● **Your objective**: Turn the entries below into a two-column CSV with the headers "prompt" and "outline". Give one row per entry, holding its text and its answer, each in a single quoted field with line breaks replaced by spaces.

########################################

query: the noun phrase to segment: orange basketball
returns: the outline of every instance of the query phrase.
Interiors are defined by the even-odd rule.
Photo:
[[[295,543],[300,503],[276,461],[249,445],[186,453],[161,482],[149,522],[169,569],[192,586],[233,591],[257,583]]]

########################################

● **Written answer**:
prompt,outline
"query: the noun phrase to segment: orange basketball returns: the outline of every instance of the query phrase. Interiors are defined by the even-odd rule. Photo:","[[[295,543],[300,503],[276,461],[249,445],[186,453],[161,482],[149,522],[169,569],[192,586],[233,591],[257,583]]]"